[PROBLEM TO SOLVE]: Add 83 to each coordinate in the answers of the listing below, and write out every line of the listing again, requests included.

* Start INPUT ROWS *

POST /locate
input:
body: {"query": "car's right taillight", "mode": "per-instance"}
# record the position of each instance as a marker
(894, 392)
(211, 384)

* End INPUT ROWS *

[SOLUTION]:
POST /locate
input:
body: {"query": "car's right taillight", "mode": "per-instance"}
# record the position of each instance as a marker
(977, 475)
(294, 467)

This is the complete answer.